» Reading text
[Start]
The starting circuit is in operation only when the start switch is activated.

The low amperage circuit and the charging circuit are both connected to the same side of the ammeter. The starting circuit connects to the opposite side of the ammeter.

Charging System Components

Alternator (7G7889, 5N5692, 3T6352, 4N3986, And 112-5041)

The alternator is driven by V-belts from the crankshaft pulley. This alternator is a three phase, self-rectifying charging unit, and the regulator is part of the alternator.

This alternator design has no need for slip rings or brushes, and the only part that has movement is the rotor assembly. All conductors that carry current are stationary. The conductors are: the field winding, stator windings, six rectifying diodes, and the regulator circuit components.

The rotor assembly has many magnetic poles like fingers with air space between each opposite pole. The poles have residual magnetism (like permanent magnets) that produce a small amount of magnet-like lines of force (magnetic field) between the poles. As the rotor assembly begins to turn between the field winding and the stator windings, a small amount of alternating current (AC) is produced in the stator windings from the small magnetic lines of force made by the residual magnetism of the poles. This AC current is changed to direct current (DC) when it passes through the diodes of the rectifier bridge. Most of this current goes to charge the battery and to supply the low amperage circuit, and the remainder is sent onto the field windings. The DC current flow through the field windings (wires around an iron core) now increases the strength of the magnetic lines of force. These stronger lines of force now increase the amount of AC current produced in the stator windings. The increased speed of the rotor assembly also increases the current and voltage output of the alternator.

The voltage regulator is a solid state (transistor, stationary parts) electronic switch. It feels the voltage in the system and switches on and off many times a second to control the field current (DC current to the field windings) for the alternator to make the needed voltage output.

Alternator (7G7889, 5N5692, 3T6352, 4N3986, And 112-5041) (Typical Example)
(1) Regulator. (2) Roller bearing. (3) Stator winding. (4) Ball bearing. (5) Rectifier bridge. (6) Field winding. (7) Rotor assembly. (8) Fan.

Alternator (7N9720 And 100-5046)
[End]
» Given material
[Start]
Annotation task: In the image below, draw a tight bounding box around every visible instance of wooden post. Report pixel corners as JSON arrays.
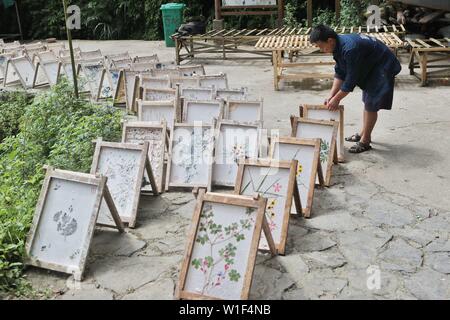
[End]
» Stated task 1
Translate this sentence from the alternator passage into Spanish: "All conductors that carry current are stationary."
» Stated task 2
Write out the part of the alternator passage that opens with the words "(1) Regulator. (2)" and closes with "(7N9720 And 100-5046)".
» Stated task 3
According to the alternator passage, what drives the alternator?
The material plays no part in this work.

» Worked solution 1
Todos los conductores que transportan corriente son estacionarios.

» Worked solution 2
(1) Regulator. (2) Roller bearing. (3) Stator winding. (4) Ball bearing. (5) Rectifier bridge. (6) Field winding. (7) Rotor assembly. (8) Fan.

Alternator (7N9720 And 100-5046)

» Worked solution 3
V-belts from the crankshaft pulley drive it.